■ Do this ■
Repeat every record below exactly, leaving out the pictures.

■ Records contained in a dataset ■
------------

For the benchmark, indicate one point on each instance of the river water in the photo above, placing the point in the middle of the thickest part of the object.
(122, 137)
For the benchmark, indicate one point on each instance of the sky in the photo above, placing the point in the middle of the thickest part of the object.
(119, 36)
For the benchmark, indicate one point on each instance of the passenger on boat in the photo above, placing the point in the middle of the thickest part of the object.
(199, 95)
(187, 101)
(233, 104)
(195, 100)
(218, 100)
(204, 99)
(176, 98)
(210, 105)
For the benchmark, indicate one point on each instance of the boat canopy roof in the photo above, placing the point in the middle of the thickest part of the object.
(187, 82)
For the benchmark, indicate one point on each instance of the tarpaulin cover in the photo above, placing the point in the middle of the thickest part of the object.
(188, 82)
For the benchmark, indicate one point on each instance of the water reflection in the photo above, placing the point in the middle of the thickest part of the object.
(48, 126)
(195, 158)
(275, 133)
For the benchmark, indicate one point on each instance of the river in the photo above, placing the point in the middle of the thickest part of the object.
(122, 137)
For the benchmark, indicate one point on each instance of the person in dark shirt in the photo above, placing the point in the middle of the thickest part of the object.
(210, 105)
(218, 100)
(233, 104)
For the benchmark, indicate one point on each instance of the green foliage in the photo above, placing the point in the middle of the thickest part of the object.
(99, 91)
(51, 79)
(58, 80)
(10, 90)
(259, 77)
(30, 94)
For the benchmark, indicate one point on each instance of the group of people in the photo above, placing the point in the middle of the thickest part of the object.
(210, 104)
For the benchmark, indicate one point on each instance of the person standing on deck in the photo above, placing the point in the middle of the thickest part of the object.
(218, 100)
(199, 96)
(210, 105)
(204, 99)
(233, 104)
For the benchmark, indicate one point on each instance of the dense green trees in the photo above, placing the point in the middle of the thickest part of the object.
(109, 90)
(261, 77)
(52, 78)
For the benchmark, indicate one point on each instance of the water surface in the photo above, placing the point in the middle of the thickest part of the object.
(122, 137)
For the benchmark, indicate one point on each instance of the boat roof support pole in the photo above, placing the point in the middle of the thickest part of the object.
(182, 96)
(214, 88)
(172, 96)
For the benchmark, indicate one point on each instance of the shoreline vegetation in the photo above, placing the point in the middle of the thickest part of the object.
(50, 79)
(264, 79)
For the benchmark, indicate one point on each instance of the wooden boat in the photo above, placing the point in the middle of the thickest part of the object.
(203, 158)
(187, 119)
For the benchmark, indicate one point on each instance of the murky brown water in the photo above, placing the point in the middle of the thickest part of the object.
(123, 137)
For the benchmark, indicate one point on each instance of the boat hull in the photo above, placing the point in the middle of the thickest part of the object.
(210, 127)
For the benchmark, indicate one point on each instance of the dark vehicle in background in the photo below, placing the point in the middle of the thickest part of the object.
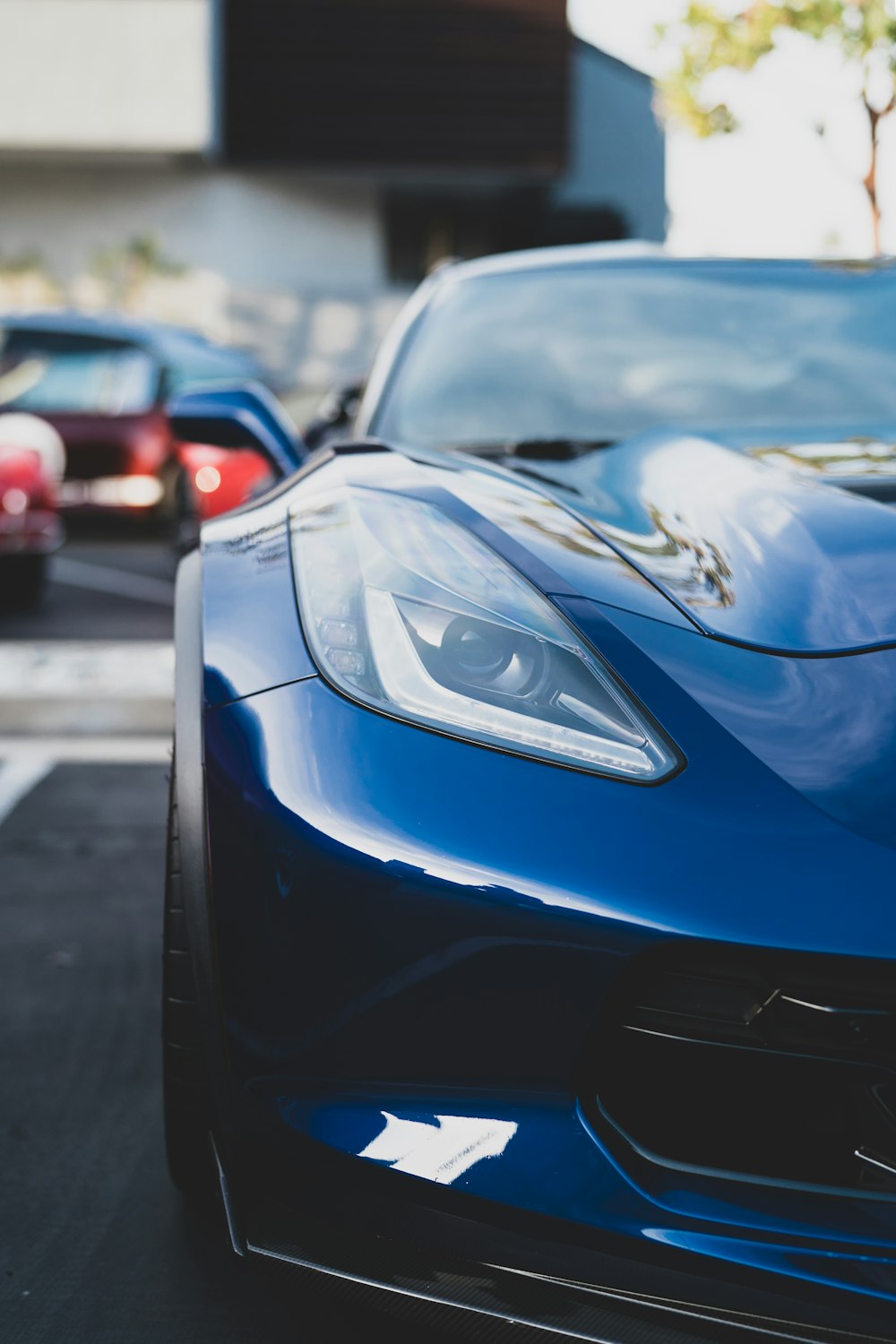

------------

■ Response for this exercise ■
For the benchmark, indicate one point on each instance of the river water in the photo above, placing the point in the middle of the thickest part of the object.
(122, 137)
For the benchmark, indicate one point on each instance of the sky in the photo above, placing the point in the middle of the thickest part of the object.
(119, 36)
For the benchmark, indicate one point on each instance of the passenger on boat in the photo above, placing the point in the middle of the thickest part of the object.
(199, 95)
(187, 101)
(233, 104)
(195, 100)
(218, 100)
(204, 99)
(176, 98)
(210, 105)
For the benchmark, indicate one point on each instance of the boat canopy roof in the photo above, placing the point in the middle of the thickest part of the object.
(187, 82)
For the benchmark, indicate one point on each instance of the tarpaulin cover in the photo above, placing the point in the middle of the thickest part of the object.
(188, 82)
For the benchmark, indicate one point on each instance of the water reflection in the photo above, placing the point in the middle of the thickest part of the object.
(48, 126)
(195, 158)
(275, 133)
For the benchmark, indicate one point on each instance of the river in the photo above, placing the point in the middle of the thickest part of the object.
(122, 137)
For the benchmark, indicate one point on each instance of the person in dark shirt in the photo above, placing the point in the middle of the thickest part of the object.
(210, 105)
(218, 100)
(233, 104)
For the benchmark, indicate one point on each instance of the green foliage in the photo above, placing the point in the middle of the thickest part of the object.
(99, 91)
(51, 79)
(58, 80)
(10, 90)
(259, 77)
(30, 94)
For the benchmark, indicate one point on each instance of the group of people in the photo above, placing the point in the middle of the thickest part of the object.
(210, 104)
For the benchmark, indicate one point on each instance of the person standing on deck in the photo above, placing the point in the middle of the thickest part of the object.
(218, 100)
(199, 96)
(210, 105)
(204, 99)
(233, 104)
For the benchmark, indicate one point on each instance of the dense green trees in the photo above, placing the point in the middle of the thickest part of the object.
(109, 90)
(261, 77)
(52, 78)
For the benchmark, indicate one point on each instance of the water surface in the photo above, placing the point in the middle of the thickest part of the object.
(122, 137)
For the benchmark, indicate one point on each instance of the boat roof support pole in the photo above, placing the point in the middle of the thickest part of the object.
(182, 96)
(214, 88)
(172, 96)
For the benchmark, indicate one point on each instance of the shoreline vegetation in the photo above, placing the point in the middle of the thickest part of the object.
(50, 79)
(264, 79)
For the benchmark, indicate one point on each instance of the wooden boat in the photo above, placing the point in the middle of the thickest part of the object.
(203, 158)
(187, 119)
For the benchmark, indicate one point on each instance of the murky brown water in the photo above, placing the point in the middle of the thickest part of the object.
(123, 137)
For the benchmark, indicate one point on each instance of the boat hull in the photo above, placing the point in the middle of the thickest part of the object.
(210, 127)
For the benchmark, indicate one point on each instance of the dark vehicle in background in the photo below, placing the point in the middle of the thickest part of the object.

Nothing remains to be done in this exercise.